**Text passage**
::::

The aspiration of owning your own home has become an increasingly distant dream. Thanks to high house prices and rapid increases in stamp duty, the bottom rungs of the housing ladder are broken. And once on the ladder, parents find it harder help their children when they die because of the iniquities of inheritance tax, which now threatens four in ten homeowners.

  • Research by Scottish Widows shows that 37% of homeowners – more than 9 million homeowners - are now trapped in the inheritance tax net ( Scottish Widows press release, ‘Four in ten homeowners still caught in IHT trap’, 6 April 2007)

  • Since 1997, the number of households paying inheritance tax has more than doubled. Instead of a tax on the very wealthy it has become a tax on middle class aspiration. (HMRC, Table T1.4)

::::

**Given data**
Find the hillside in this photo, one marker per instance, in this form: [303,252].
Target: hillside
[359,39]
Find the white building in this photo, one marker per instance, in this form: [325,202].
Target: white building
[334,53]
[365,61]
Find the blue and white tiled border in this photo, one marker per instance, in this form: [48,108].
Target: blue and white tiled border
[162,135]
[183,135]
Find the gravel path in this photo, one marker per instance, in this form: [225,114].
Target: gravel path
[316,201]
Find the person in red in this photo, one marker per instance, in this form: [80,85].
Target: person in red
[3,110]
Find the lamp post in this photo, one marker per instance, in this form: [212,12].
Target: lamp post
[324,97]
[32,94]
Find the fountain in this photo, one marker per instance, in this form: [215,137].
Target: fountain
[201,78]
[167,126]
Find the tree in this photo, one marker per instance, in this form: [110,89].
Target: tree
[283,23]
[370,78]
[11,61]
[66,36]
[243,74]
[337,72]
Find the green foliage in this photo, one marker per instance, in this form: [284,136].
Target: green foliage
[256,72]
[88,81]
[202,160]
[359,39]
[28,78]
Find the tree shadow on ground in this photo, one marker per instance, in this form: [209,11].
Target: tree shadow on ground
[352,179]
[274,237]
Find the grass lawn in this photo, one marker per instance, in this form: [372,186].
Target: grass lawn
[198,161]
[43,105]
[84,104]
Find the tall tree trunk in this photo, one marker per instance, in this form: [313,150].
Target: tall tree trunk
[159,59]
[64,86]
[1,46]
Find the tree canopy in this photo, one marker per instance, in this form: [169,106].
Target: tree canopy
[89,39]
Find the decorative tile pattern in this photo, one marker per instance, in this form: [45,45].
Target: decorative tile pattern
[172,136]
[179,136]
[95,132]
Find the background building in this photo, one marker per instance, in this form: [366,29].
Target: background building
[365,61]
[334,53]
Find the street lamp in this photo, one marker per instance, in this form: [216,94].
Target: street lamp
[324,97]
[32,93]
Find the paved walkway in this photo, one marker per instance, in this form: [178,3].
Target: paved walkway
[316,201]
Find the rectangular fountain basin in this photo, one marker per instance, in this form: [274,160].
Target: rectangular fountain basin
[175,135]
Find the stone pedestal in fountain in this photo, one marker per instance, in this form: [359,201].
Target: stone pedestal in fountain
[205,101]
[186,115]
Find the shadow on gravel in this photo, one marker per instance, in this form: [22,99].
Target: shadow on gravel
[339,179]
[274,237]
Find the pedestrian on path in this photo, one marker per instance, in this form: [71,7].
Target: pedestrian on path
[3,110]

::::

**Given task 1**
Arrange the entries from the line containing "Find the rectangular" through the last line of the entries, inclusive, as a JSON list of strings with one string per line and blank lines left out.
**Given task 2**
Pick up the text on inheritance tax and home ownership and continue it past its last sentence.
The text and the entries are unrelated to each other.

**Task answer 1**
[
  "Find the rectangular fountain basin in this photo, one marker per instance, in this form: [274,160].",
  "Target: rectangular fountain basin",
  "[175,135]",
  "Find the stone pedestal in fountain in this photo, one marker per instance, in this form: [359,201].",
  "Target: stone pedestal in fountain",
  "[205,101]",
  "[186,115]",
  "Find the shadow on gravel in this photo, one marker per instance, in this form: [22,99].",
  "Target: shadow on gravel",
  "[339,179]",
  "[274,237]",
  "Find the pedestrian on path in this photo, one marker per instance, in this form: [71,7].",
  "Target: pedestrian on path",
  "[3,110]"
]

**Task answer 2**
  • Average homeowners in half of all local authorities (177 out of 375) are now eligible to pay inheritance tax. (Conservative Party research based on Scottish Widows’ independent analysis. See map overleaf for methodology)

  • The average home in London is now liable for inheritance tax (£338,950 value in June 2007 according to the Land Registry, compared to a threshold of £300,000 in 2007-08)

  • Inheritance tax is the only tax for which Labour has set out the thresholds for 2008, 2009 and 2010. According to this schedule, the inheritance threshold will still only be £350,000 in 2010 (Budget 2007, HM Treasury)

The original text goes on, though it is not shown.